#### PROBLEM TO WORK ON:
Transcribe the following entries letter for letter, without the pictures.

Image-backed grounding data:
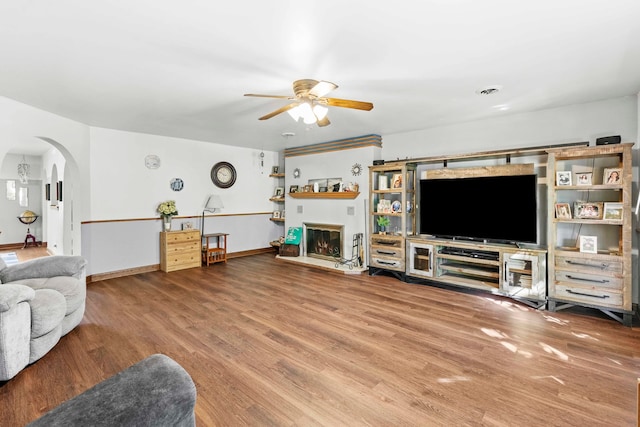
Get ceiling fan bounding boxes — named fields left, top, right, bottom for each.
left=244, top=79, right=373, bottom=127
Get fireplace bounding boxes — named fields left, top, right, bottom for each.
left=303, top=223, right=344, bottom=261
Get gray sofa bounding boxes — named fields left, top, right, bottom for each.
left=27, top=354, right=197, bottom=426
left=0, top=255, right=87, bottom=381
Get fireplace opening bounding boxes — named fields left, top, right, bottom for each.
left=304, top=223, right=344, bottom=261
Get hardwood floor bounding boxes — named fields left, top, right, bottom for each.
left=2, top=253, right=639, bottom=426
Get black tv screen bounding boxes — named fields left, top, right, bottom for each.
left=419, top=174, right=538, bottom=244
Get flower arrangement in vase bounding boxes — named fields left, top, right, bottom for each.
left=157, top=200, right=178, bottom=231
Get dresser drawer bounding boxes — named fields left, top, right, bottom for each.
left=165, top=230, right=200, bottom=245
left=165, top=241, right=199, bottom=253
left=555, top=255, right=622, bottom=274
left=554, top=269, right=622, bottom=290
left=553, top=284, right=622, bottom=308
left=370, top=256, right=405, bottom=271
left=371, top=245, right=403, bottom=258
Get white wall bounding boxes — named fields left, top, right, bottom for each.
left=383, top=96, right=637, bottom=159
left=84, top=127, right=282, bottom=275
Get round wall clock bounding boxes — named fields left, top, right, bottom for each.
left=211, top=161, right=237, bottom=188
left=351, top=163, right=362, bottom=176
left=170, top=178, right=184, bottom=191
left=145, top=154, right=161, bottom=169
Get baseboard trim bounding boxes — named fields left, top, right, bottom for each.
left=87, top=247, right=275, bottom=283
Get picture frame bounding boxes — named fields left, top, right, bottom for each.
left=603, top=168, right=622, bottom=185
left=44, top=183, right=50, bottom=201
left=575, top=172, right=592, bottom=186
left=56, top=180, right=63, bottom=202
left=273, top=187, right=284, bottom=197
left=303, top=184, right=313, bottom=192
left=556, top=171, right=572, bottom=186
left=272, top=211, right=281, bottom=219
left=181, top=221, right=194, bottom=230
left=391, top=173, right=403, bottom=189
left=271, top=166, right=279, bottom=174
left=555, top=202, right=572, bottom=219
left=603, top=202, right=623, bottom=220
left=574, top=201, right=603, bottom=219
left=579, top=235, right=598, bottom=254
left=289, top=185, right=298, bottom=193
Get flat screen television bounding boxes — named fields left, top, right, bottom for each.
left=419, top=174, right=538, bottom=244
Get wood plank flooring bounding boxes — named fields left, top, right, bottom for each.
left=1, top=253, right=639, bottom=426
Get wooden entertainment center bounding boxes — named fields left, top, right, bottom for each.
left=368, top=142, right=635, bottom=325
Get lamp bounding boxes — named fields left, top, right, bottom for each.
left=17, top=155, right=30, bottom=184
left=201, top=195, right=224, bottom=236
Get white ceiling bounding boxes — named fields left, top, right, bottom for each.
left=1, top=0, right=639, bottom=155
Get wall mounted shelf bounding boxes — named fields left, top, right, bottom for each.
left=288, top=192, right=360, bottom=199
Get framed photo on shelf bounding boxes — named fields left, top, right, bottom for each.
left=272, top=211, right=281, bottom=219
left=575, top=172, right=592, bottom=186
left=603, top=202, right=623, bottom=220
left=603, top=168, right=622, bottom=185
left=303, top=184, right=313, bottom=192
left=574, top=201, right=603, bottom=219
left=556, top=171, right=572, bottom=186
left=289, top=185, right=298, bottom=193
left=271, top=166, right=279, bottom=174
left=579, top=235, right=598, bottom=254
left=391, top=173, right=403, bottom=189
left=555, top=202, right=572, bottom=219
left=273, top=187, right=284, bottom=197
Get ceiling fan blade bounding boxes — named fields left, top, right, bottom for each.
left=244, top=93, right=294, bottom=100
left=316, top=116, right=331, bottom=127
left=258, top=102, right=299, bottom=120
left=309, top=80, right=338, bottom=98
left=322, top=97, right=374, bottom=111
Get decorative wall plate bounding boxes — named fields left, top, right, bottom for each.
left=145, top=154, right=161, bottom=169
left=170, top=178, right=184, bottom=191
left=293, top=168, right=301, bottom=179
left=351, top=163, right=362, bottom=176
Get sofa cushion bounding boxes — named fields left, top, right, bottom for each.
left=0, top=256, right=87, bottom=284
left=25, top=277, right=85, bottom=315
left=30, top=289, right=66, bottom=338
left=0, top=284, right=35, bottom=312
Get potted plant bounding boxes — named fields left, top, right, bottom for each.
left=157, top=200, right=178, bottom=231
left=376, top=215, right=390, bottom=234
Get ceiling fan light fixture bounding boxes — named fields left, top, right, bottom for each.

#### TASK ANSWER:
Get ceiling fan bounding boxes — named fields left, top, right, bottom for each.
left=244, top=79, right=373, bottom=127
Get fireplace bounding boxes — named fields left, top, right, bottom for each.
left=303, top=223, right=344, bottom=261
Get gray sofa bounding boxes — named fields left, top, right, bottom for each.
left=27, top=354, right=197, bottom=426
left=0, top=255, right=87, bottom=381
Get fireplace opening bounding boxes — named fields left, top, right, bottom for each.
left=304, top=223, right=344, bottom=261
Get hardwood floor bounding boxes — named fields left, top, right, bottom for each.
left=2, top=253, right=639, bottom=426
Get black tv screen bounding boxes — named fields left, top, right, bottom for each.
left=419, top=174, right=538, bottom=244
Get flower arrangement in vase bounding boxes — named fields left, top, right, bottom for each.
left=157, top=200, right=178, bottom=231
Get dresser drawer bounding boxes — named fields left, top, right, bottom for each.
left=165, top=230, right=200, bottom=245
left=165, top=241, right=199, bottom=253
left=555, top=255, right=622, bottom=274
left=554, top=269, right=622, bottom=290
left=553, top=284, right=622, bottom=308
left=370, top=256, right=405, bottom=271
left=371, top=245, right=403, bottom=258
Get white wall bounding boxes — named fields left, top, right, bottom for each.
left=383, top=96, right=637, bottom=159
left=84, top=127, right=282, bottom=275
Get round wall clock bounding boxes — named fields left, top, right, bottom for each.
left=211, top=161, right=237, bottom=188
left=351, top=163, right=362, bottom=176
left=170, top=178, right=184, bottom=191
left=145, top=154, right=161, bottom=169
Get baseboard trim bounding boxes — named fields left, top, right, bottom for each.
left=87, top=247, right=275, bottom=283
Get picture frame bounding boxes — named fields left, top, right, bottom for each.
left=603, top=168, right=622, bottom=185
left=44, top=183, right=50, bottom=201
left=575, top=172, right=592, bottom=186
left=56, top=180, right=63, bottom=202
left=273, top=187, right=284, bottom=197
left=303, top=184, right=313, bottom=192
left=556, top=171, right=572, bottom=186
left=272, top=211, right=281, bottom=219
left=181, top=221, right=194, bottom=230
left=391, top=173, right=403, bottom=189
left=271, top=166, right=279, bottom=174
left=555, top=202, right=572, bottom=219
left=603, top=202, right=623, bottom=220
left=574, top=201, right=603, bottom=219
left=579, top=235, right=598, bottom=254
left=289, top=185, right=298, bottom=193
Get flat screen television bounding boxes — named fields left, top, right, bottom for each.
left=419, top=174, right=538, bottom=244
Get wood plank flooring bounding boxes — named fields left, top, right, bottom for each.
left=1, top=253, right=639, bottom=426
Get wooden entertainment center bounding boxes — named fields left, top, right, bottom for each.
left=368, top=142, right=635, bottom=325
Get lamp bounding boxes — named fields left, top, right, bottom for each.
left=17, top=155, right=30, bottom=184
left=201, top=195, right=224, bottom=236
Get white ceiling bounding boxes — named fields left, top, right, bottom for each.
left=1, top=0, right=639, bottom=155
Get wall mounted shelf bounding boxes — named fields left, top, right, bottom for each.
left=288, top=192, right=360, bottom=199
Get framed photo on shelf bounding boxes — named fields left, top, right, bottom for each.
left=272, top=211, right=281, bottom=219
left=575, top=172, right=592, bottom=186
left=603, top=202, right=623, bottom=220
left=603, top=168, right=622, bottom=185
left=303, top=184, right=313, bottom=192
left=574, top=201, right=603, bottom=219
left=556, top=171, right=572, bottom=186
left=289, top=185, right=298, bottom=193
left=271, top=166, right=279, bottom=174
left=579, top=235, right=598, bottom=254
left=391, top=173, right=403, bottom=189
left=555, top=202, right=572, bottom=219
left=273, top=187, right=284, bottom=197
Get ceiling fan blade bounding boxes — named fields left, top, right, bottom for each.
left=244, top=93, right=294, bottom=100
left=316, top=116, right=331, bottom=127
left=258, top=102, right=299, bottom=120
left=309, top=80, right=338, bottom=98
left=322, top=97, right=374, bottom=111
Get decorative wall plate bounding boxes — named fields left, top, right, bottom for each.
left=145, top=154, right=161, bottom=169
left=170, top=178, right=184, bottom=191
left=293, top=168, right=301, bottom=179
left=351, top=163, right=362, bottom=176
Get sofa cushion bounding boxes — named fields left, top, right, bottom for each.
left=0, top=256, right=87, bottom=284
left=25, top=277, right=85, bottom=315
left=30, top=289, right=66, bottom=338
left=0, top=284, right=35, bottom=312
Get potted plant bounding boxes — named fields left, top, right, bottom for each.
left=157, top=200, right=178, bottom=231
left=376, top=215, right=390, bottom=234
Get ceiling fan light fixture bounding boxes — named fields left, top, right, bottom for each.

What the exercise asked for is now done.